What the exercise asks: Which lines of the records contain the word "table"? Copy each of those lines and match the word's case exactly.

## Start

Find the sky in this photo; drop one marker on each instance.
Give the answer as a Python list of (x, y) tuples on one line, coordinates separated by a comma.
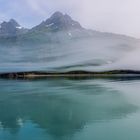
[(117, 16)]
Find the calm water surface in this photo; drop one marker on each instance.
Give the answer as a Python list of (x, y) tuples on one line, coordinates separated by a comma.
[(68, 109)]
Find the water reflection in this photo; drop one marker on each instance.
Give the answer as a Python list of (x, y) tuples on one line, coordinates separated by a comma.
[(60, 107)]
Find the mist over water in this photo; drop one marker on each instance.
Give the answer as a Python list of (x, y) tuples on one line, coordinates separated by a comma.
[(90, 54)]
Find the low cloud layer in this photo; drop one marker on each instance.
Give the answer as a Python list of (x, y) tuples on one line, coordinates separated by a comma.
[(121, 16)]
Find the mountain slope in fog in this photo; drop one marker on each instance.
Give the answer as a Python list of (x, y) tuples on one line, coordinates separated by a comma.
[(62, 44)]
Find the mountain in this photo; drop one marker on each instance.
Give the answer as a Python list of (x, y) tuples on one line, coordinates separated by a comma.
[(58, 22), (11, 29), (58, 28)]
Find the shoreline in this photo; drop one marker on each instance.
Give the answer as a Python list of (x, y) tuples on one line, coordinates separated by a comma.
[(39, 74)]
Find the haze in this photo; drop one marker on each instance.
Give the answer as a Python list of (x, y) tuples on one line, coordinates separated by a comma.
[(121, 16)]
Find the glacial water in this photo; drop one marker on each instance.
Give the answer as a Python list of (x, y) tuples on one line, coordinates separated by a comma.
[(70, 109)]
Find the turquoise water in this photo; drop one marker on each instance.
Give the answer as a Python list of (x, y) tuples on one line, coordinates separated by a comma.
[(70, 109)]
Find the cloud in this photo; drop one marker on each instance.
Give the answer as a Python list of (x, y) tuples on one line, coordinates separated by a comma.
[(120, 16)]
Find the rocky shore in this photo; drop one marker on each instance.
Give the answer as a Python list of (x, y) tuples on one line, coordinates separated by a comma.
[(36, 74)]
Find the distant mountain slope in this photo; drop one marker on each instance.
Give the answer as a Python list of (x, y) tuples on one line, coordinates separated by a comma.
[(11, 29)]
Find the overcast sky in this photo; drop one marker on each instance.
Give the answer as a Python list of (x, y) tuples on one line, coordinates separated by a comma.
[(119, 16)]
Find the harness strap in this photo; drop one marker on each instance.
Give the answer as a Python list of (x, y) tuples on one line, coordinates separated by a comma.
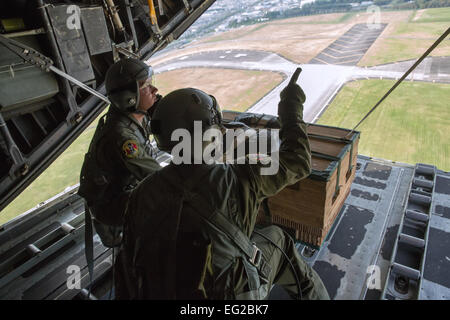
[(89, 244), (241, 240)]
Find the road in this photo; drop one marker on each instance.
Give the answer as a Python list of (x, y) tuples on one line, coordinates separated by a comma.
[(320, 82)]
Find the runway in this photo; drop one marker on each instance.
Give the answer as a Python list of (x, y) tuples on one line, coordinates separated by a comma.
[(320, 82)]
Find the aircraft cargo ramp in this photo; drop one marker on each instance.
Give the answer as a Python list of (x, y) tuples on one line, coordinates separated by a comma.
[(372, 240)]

## End
## Start

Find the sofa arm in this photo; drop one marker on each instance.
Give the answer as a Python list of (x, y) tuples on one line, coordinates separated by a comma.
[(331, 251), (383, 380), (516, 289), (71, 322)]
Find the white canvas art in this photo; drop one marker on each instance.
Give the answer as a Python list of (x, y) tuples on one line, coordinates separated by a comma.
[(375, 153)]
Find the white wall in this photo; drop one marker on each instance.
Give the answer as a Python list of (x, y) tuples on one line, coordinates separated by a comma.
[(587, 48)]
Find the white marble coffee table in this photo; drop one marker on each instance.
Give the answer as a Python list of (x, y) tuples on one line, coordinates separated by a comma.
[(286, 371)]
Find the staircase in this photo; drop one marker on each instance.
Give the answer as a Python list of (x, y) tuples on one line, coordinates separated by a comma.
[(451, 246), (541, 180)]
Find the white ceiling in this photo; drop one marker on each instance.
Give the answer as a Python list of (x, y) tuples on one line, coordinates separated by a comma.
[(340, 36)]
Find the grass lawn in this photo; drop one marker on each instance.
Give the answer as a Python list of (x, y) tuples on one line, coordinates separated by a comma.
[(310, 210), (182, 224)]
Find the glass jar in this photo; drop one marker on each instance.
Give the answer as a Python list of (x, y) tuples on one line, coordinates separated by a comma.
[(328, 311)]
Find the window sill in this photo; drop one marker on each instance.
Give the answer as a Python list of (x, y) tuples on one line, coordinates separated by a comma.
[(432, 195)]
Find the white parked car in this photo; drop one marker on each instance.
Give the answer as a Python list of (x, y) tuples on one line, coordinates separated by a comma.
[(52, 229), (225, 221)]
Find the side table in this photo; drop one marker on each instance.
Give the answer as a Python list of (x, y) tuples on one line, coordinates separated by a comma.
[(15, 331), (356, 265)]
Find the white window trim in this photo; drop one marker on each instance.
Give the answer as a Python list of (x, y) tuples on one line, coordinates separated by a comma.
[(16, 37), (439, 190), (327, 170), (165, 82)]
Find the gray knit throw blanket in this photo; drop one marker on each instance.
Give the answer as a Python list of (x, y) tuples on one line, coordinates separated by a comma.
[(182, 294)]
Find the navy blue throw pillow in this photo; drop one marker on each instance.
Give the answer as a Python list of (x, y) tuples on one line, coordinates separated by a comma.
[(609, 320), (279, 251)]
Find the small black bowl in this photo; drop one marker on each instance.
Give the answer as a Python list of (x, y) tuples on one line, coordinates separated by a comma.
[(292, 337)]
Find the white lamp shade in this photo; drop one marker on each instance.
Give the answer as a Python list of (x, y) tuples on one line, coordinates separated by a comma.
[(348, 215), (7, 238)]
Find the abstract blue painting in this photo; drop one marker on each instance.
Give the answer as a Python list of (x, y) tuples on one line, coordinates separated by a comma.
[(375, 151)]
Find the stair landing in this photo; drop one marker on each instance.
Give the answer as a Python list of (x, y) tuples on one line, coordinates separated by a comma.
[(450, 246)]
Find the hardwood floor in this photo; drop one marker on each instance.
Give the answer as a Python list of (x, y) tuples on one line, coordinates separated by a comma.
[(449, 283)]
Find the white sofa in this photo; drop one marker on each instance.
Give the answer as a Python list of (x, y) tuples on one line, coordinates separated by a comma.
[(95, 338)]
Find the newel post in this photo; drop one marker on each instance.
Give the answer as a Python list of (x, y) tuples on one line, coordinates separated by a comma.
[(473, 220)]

## End

Written solution:
Find the white marble coffee table in this photo; drop one marker on each instance.
Find the side table in this photo; drop one marker on each instance.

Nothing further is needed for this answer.